─── Extract ───
Our model equations are used to give predictions for the power consumption given the values of the model inputs. However, despite it not being discussed in most related works, the uncertainty of the model must also be considered when making predictions. Our software allows the prediction intervals to be calculated, which is a range where a new observation is likely to fall given the predictors. While prediction intervals have a confidence level, they should not be confused with CIs, which predict the spread of the mean rather than individual observations. The prediction interval is much larger than the CI and takes into account the variability and uncertainty. The prediction interval depends on the predictors, but an approximation of the 95% prediction interval is given by:

$$P.I.(95\%) = \pm (2 \times SER).$$
 (3)

The standard error of regression gives the average distance between the observed values and the regression line (Table III). Therefore, the approximated 95% prediction interval for the Cortex-A15 model is  $\pm 0.10$  W; we are 95% confident that the actual power is within the predicted power  $\pm 0.10$  W for the next observation.

We report the model coefficients for the Cortex-A15 model that we have been developing throughout this paper to allow the model to be directly implemented in other work (available at [8]). The coefficients for the transformed PMC events are all positive and the voltage and frequency both have a positive influence on the power, as expected. We also report the 95% CIs of the coefficients which take into account the sample size and the variance in the population. A narrow CI indicates a low sampling error. Our CIs are very small, showing very low

TABLE IV
MODEL RESULTS FROM k-FOLD CROSS-VALIDATION

| Parameter                       | A7 Value | A15 Value |  |
|---------------------------------|----------|-----------|--|
| No. Folds (k)                   | 10       | 10        |  |
| Fold Group Size                 | 168      | 216       |  |
| Avg. Err. (MAPE) [%]            | 3.79     | 2.81      |  |
| Mean Sq. Err. (MSE) $[W^2]$     | 0.000186 | 0.00276   |  |
| Root Mean Sq. Err. (RMSE) $[W]$ | 0.00975  | 0.0613    |  |

standard error and very high statistical significance for each coefficient. The *p*-values for every coefficient are very low, far lower than 0.05, confirming the statistical significance of every model coefficient.
─── Given entries ───
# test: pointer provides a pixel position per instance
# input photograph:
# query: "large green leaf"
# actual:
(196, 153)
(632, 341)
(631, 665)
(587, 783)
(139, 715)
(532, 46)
───
▶ **Challenge A**:
Answer these questions about the excerpt on power model predictions:
(i) What approximate 95% prediction interval does the excerpt give for the Cortex-A15 model?
(ii) How many folds were used for each core in the k-fold cross-validation?
(iii) What average error (MAPE) is reported for the A7?
▶ **Challenge B**:
Rewrite the rows in Block 1, changing "photograph" to "image" and leaving everything else unchanged.

▶ **Correct answer A**:
(i) ±0.10 W
(ii) 10
(iii) 3.79%

▶ **Correct answer B**:
# test: pointer provides a pixel position per instance
# input image:
# query: "large green leaf"
# actual:
(196, 153)
(632, 341)
(631, 665)
(587, 783)
(139, 715)
(532, 46)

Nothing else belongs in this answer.